아래 데이터를 처음부터 끝까지 한 줄도 빠짐없이 그대로 옮겨 적어 주세요.

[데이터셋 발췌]
----------

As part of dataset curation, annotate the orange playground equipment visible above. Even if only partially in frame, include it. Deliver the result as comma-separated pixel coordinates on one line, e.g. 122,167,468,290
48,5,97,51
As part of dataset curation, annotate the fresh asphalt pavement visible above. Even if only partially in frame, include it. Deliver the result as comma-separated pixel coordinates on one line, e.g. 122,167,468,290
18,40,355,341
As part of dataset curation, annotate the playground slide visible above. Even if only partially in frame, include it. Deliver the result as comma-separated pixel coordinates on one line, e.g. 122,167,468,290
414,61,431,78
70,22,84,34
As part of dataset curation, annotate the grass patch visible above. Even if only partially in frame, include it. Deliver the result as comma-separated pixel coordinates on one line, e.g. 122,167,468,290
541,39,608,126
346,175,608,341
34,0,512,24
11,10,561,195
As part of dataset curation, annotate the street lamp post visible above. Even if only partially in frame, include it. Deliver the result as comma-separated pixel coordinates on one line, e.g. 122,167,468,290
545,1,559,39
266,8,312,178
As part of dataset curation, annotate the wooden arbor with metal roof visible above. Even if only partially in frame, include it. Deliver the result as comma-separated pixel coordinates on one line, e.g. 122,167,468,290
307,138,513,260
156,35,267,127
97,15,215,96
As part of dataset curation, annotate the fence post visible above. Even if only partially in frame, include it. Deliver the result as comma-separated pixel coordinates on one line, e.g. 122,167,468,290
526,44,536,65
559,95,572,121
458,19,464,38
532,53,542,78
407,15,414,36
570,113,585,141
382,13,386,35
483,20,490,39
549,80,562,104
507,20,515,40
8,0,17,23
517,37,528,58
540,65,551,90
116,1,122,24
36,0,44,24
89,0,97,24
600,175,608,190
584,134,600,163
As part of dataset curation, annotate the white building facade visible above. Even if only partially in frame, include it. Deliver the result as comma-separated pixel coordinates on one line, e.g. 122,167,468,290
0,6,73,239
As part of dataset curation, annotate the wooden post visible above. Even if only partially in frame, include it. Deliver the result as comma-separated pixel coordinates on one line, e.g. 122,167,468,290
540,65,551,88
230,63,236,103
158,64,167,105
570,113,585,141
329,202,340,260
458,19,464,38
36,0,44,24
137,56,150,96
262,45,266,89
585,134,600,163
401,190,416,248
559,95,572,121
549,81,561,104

----------

▶ _완료된 작업_
As part of dataset curation, annotate the orange playground equipment visible above. Even if only partially in frame, include it. Deliver the result as comma-separated pixel coordinates on one line, e.g. 122,167,468,290
48,5,97,51
As part of dataset curation, annotate the fresh asphalt pavement visible above. Even if only partially in frame, include it. Deliver the result as comma-separated pixel coordinates on one line, e.g. 122,167,468,290
18,40,355,341
As part of dataset curation, annotate the playground slide visible above. Even if only partially in frame, include it. Deliver the result as comma-separated pixel coordinates on one line, e.g. 122,167,468,290
414,61,431,78
70,22,84,34
As part of dataset curation, annotate the grass patch visible above. Even if only partially in frame, include it. Deliver the result as comma-separated pixel coordinates on one line, e.g. 122,167,468,290
541,39,608,126
346,175,608,341
34,0,512,24
11,10,561,195
As part of dataset curation, annotate the street lamp post visible above. Even if only partially in frame, include it. Deliver the result as comma-separated pixel coordinates on one line, e.g. 122,167,468,290
545,1,559,39
266,8,312,178
As part of dataset curation, annotate the wooden arbor with metal roof visible above. Even if only partially in frame, include it. Deliver the result as comma-separated pixel coordinates on one line, e.g. 122,167,468,290
307,138,513,260
156,35,267,127
97,15,215,96
As part of dataset curation, annotate the fence post visible above. Even if only partially in frame, include it. Deliver the result as comma-separated pixel coordinates on one line, e.g. 122,167,468,290
526,44,536,65
559,95,572,121
458,19,464,38
532,53,542,78
407,15,414,36
570,113,585,141
382,13,386,35
483,20,490,39
549,80,562,104
507,20,515,40
8,0,17,23
517,37,528,58
540,65,551,90
116,1,122,24
36,0,44,24
89,0,97,24
600,175,608,190
584,134,600,163
As part of dataset curation, annotate the white building facade visible above. Even if only partially in frame, include it. Deliver the result as comma-separated pixel coordinates on one line, e.g. 122,167,468,290
0,6,73,239
As part of dataset curation, annotate the wooden post visible above. Even if only partially in frame, include it. Deliver the result as comma-separated pixel coordinates on one line, e.g. 122,167,468,290
540,65,551,88
230,63,236,103
158,64,167,105
570,113,585,141
329,202,340,260
458,19,464,38
36,0,44,24
137,56,150,96
262,45,266,89
585,134,600,163
401,190,416,248
559,95,572,121
549,81,561,104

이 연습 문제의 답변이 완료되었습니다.